» Actions to take
(a) Based on the MotionGlot summary, explain in one to three sentences how a single decoder can produce text and motion for both humans and quadruped robots.
(b) Which two datasets does the MotionGlot summary name?
(c) Pick up the MotionGlot summary after its final sentence and continue it with one further paragraph.

MotionGlot: A Multi-Embodied Motion Generation Model
Sudarshan Harithas, Srinath Sridhar
TL;DR
MotionGlot tackles the challenge of generating motion across multiple embodiments with different action spaces by transplanting instruction-tuning concepts from multilingual LLMs into motion generation. It introduces a unified tokenization and vocabulary framework via per-embodiment VQ-VAE and a cross-embodiment instruction template, enabling a single decoder to generate text and motion for humans and quadruped robots. Two dedicated datasets, QUAD-LOCO and QUES-CAP, address data scarcity and situational prompting, while hardware validation confirms real-world applicability. Across six tasks, MotionGlot achieves strong cross-embodiment generalization, multi-modal motion distribution, and competitive or superior performance to specialized baselines, demonstrating practical potential for versatile motion generation and captioning.

» Provided material
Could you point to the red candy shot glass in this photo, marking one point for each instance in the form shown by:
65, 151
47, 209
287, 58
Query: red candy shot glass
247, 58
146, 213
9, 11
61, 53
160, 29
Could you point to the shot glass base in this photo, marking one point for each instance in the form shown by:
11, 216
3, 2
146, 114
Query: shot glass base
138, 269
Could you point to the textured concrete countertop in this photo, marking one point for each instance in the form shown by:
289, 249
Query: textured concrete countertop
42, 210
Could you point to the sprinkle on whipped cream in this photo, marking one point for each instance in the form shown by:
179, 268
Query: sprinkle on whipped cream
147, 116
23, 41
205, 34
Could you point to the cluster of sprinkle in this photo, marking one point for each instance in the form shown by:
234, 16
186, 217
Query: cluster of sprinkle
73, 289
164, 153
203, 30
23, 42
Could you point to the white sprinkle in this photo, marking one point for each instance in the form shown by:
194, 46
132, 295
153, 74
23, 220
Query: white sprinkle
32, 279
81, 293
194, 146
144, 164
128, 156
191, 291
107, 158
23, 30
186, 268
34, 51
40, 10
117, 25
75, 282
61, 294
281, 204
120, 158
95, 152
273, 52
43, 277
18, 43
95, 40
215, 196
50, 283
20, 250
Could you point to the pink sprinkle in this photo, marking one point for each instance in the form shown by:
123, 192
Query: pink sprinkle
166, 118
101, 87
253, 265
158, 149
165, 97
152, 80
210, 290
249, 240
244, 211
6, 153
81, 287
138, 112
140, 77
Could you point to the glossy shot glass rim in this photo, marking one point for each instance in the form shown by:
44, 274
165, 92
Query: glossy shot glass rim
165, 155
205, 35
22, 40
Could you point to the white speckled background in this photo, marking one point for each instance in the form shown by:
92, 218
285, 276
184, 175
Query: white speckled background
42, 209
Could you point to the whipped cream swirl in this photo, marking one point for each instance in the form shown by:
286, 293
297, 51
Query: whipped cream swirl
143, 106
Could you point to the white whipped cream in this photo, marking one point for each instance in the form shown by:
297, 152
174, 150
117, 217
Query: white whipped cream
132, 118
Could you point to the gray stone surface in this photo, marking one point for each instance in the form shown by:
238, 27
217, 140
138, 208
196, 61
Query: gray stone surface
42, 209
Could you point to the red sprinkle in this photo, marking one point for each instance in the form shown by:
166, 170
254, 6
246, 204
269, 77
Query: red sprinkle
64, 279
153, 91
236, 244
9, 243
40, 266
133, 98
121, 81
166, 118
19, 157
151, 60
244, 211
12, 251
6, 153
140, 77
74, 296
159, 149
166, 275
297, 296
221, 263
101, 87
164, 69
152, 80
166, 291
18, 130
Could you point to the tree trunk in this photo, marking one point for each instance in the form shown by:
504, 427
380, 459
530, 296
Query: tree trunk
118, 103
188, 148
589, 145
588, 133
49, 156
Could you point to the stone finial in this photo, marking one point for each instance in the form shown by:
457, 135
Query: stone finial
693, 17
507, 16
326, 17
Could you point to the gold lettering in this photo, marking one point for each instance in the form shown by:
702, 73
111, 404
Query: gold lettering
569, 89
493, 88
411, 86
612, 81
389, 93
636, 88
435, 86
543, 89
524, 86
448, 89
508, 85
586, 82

» Outputs by task
(a) MotionGlot uses a unified tokenization and vocabulary framework. It is built with a VQ-VAE for each embodiment and a cross-embodiment instruction template, so one decoder can generate text and motion for humans and quadruped robots.

(b) QUAD-LOCO and QUES-CAP.

(c)
Abstract
This paper introduces MotionGlot, a model that can generate motion across multiple embodiments with different action dimensions, such as quadruped robots and human bodies. By leveraging the well-established training procedures commonly used in large language models (LLMs), we introduce an instruction-tuning template specifically designed for motionrelated tasks. Our approach demonstrates that the principles underlying LLM training can be successfully adapted to learn a wide range of motion generation tasks across multiple embodiments with different action dimensions. We demonstrate the various abilities of MotionGlot on a set of 6 tasks and report an average improvement of 35.3% across tasks. Additionally, we contribute two new datasets: (1) a dataset of expert-controlled quadruped locomotion with approximately 48,000 trajectories paired with direction-based text annotations, and (2) a dataset of over 23,000 situational text prompts for human motion generation tasks. Finally, we conduct hardware experiments to validate the capabilities of our system in real-world applications.